### TASK OBJECTIVE
Turn every one of the records below into a numbered list, omitting any blank lines.

Data listing:
----------

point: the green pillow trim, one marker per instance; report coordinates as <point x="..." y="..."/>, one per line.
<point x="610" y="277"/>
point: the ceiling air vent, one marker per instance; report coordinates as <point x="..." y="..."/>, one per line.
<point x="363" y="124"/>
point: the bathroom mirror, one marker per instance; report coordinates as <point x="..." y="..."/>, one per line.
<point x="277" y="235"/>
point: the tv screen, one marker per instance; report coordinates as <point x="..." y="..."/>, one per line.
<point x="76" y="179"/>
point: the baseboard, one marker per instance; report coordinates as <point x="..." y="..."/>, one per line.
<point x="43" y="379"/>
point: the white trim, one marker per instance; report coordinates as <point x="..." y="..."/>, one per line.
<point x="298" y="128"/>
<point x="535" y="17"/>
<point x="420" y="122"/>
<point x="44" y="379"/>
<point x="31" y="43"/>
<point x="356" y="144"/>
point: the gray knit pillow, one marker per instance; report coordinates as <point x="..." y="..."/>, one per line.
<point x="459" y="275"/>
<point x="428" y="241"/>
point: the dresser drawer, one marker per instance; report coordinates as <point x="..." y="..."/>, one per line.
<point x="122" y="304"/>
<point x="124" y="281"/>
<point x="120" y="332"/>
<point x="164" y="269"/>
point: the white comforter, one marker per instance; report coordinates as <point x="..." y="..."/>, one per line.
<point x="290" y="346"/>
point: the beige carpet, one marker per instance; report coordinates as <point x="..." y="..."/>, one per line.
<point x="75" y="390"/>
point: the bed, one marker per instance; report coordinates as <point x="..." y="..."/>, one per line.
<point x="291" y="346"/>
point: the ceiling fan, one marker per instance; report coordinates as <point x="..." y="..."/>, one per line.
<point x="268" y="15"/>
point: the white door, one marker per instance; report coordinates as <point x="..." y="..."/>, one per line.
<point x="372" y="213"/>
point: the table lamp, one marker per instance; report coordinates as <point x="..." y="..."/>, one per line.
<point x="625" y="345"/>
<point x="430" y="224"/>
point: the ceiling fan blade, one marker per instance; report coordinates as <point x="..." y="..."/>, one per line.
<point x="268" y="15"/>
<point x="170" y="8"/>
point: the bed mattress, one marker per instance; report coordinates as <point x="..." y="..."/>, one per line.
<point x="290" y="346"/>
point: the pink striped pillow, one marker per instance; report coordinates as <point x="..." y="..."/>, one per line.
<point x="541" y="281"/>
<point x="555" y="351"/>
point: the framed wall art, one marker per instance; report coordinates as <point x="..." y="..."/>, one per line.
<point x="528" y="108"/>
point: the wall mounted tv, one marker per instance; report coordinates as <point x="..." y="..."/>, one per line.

----------

### FINAL RESULT
1. point: the green pillow trim, one marker per instance; report coordinates as <point x="..." y="..."/>, one per line.
2. <point x="610" y="277"/>
3. point: the ceiling air vent, one marker per instance; report coordinates as <point x="..." y="..."/>, one per line.
4. <point x="363" y="124"/>
5. point: the bathroom mirror, one marker per instance; report coordinates as <point x="..." y="..."/>, one per line.
6. <point x="277" y="235"/>
7. point: the tv screen, one marker per instance; report coordinates as <point x="..." y="..."/>, one per line.
8. <point x="76" y="179"/>
9. point: the baseboard, one marker per instance; report coordinates as <point x="..." y="..."/>, one per line.
10. <point x="43" y="379"/>
11. point: the white trim, one marker per instance; report coordinates as <point x="..." y="..."/>, one per line.
12. <point x="298" y="128"/>
13. <point x="535" y="17"/>
14. <point x="420" y="122"/>
15. <point x="44" y="379"/>
16. <point x="31" y="43"/>
17. <point x="356" y="144"/>
18. point: the gray knit pillow, one marker per instance; report coordinates as <point x="..." y="..."/>, one per line.
19. <point x="459" y="275"/>
20. <point x="428" y="241"/>
21. point: the dresser drawer, one marker per instance; report coordinates as <point x="..." y="..."/>, one per line.
22. <point x="122" y="304"/>
23. <point x="124" y="281"/>
24. <point x="120" y="332"/>
25. <point x="164" y="269"/>
26. point: the white comforter, one marker per instance; report coordinates as <point x="..." y="..."/>, one per line.
27. <point x="290" y="346"/>
28. point: the beige carpet, one marker per instance; report coordinates as <point x="..." y="..."/>, one per line.
29. <point x="75" y="390"/>
30. point: the bed, one marker per instance; report coordinates as <point x="..." y="..."/>, one per line.
31. <point x="291" y="346"/>
32. point: the ceiling fan, one marker per instance; report coordinates as <point x="..." y="..."/>, one per line.
33. <point x="268" y="15"/>
34. point: the white door, one marker per instance; report coordinates as <point x="..." y="..."/>, one per line.
35. <point x="372" y="213"/>
36. point: the table lamp, one marker per instance; report coordinates as <point x="..." y="..."/>, one per line.
37. <point x="625" y="345"/>
38. <point x="430" y="224"/>
39. point: the ceiling fan blade, one marker per instance; report coordinates as <point x="..." y="..."/>, one per line.
40. <point x="268" y="15"/>
41. <point x="170" y="8"/>
42. point: the bed mattress, one marker per instance; report coordinates as <point x="..." y="..."/>, one per line.
43. <point x="290" y="346"/>
44. point: the pink striped pillow, one marker per instance; report coordinates as <point x="..." y="..."/>, one per line.
45. <point x="541" y="281"/>
46. <point x="555" y="351"/>
47. point: the framed wall art, one marker per instance; report coordinates as <point x="..." y="..."/>, one per line.
48. <point x="528" y="108"/>
49. point: the wall mounted tv, one marker per instance; report coordinates as <point x="..." y="..."/>, one per line.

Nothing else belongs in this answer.